Source data:
= = = =
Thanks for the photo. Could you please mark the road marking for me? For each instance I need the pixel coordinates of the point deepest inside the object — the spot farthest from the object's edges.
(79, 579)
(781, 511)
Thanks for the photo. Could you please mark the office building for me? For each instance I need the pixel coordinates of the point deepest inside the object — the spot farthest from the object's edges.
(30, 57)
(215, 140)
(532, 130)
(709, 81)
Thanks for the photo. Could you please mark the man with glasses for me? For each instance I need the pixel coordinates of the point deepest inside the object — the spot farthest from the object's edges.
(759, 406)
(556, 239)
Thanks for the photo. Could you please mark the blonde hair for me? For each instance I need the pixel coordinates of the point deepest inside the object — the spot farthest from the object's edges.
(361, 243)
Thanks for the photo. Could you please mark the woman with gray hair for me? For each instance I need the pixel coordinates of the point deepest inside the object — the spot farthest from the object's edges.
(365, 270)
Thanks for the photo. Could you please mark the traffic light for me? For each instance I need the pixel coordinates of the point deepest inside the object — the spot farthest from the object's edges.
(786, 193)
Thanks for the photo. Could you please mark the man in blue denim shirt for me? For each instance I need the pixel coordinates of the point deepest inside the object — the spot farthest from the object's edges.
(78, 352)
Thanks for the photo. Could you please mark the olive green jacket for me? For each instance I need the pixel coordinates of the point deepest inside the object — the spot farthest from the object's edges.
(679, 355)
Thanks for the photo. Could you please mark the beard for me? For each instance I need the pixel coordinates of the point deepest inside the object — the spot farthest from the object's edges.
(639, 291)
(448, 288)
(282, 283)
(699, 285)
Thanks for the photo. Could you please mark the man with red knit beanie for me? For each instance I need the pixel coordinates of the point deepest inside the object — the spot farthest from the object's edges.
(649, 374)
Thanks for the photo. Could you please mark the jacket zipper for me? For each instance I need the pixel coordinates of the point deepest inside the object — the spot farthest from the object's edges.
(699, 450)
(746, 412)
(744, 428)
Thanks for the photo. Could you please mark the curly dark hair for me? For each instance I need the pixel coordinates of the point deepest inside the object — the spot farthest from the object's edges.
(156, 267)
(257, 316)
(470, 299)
= = = =
Print the material once more, exactly.

Output for this task:
Thanks for the photo. Could you please mark the road marking for me? For each instance I need the pixel coordinates of the point deepest inside the object — the spot farthest from the object's edges.
(79, 579)
(781, 511)
Thanks for the photo. Could you please mark the office building for me? For each instance I need the pixel coordinates of the point deepest inside the object — the spot farthest from the object's edges.
(30, 57)
(215, 140)
(532, 130)
(709, 81)
Thanks for the photo. Could you please mark the man with glasses for me? For each instance I need the pixel coordinates of the point deepest inside the object — the spot farthest from the object's edges.
(759, 406)
(556, 239)
Thanks for the photo. Could you please mark the blonde hair for me? For each instance I need the pixel coordinates of the point deepest inside the object — the spot farthest from the object's edges.
(361, 243)
Thanks for the photo. Could you please mark the woman with gray hair for me? For each instance I need the pixel coordinates of the point deepest inside the object — the spot farthest from the object's edges.
(365, 270)
Thanks for the photo. Could you please mark the traffic light for me? For each instance I need the pixel coordinates of the point deepest inside the object — the spot farthest from the object's edges.
(786, 193)
Thanks for the photo. Could you please mark the man in blue denim shirt for me? For each instance I need the pixel coordinates of the point deepest inside the object — the spot farthest from the object's edges.
(78, 352)
Thanks for the photo. Could you please mark the olive green jacket for me? For each instance I need the pixel coordinates of the point deepest inside the object — the spot farthest from the object's edges.
(679, 355)
Thanks for the photo. Could you please mark the beard for me? For each instance I need the pixel coordinates of the point deepest inside the object — the spot farthest from the object's edges.
(639, 291)
(448, 288)
(282, 283)
(699, 285)
Thanks for the photo. Could you please mark the man with red knit beanie for me? For each instance I need the pixel coordinates of the point deepest inside the object — the spot farthest from the object's edges.
(649, 374)
Thanks for the photo. Could you please mark the jacket zipper for me? For each instance I need the pixel coordinates of the point deepest inside the object — the spot farthest from the object's edges.
(699, 450)
(746, 412)
(744, 428)
Thanks for the photo. Could you please mark the curly dark hair for me? For each instance I need the pixel coordinates of the point deepest inside the object — the spot farthest from the object's edges.
(156, 267)
(257, 316)
(470, 299)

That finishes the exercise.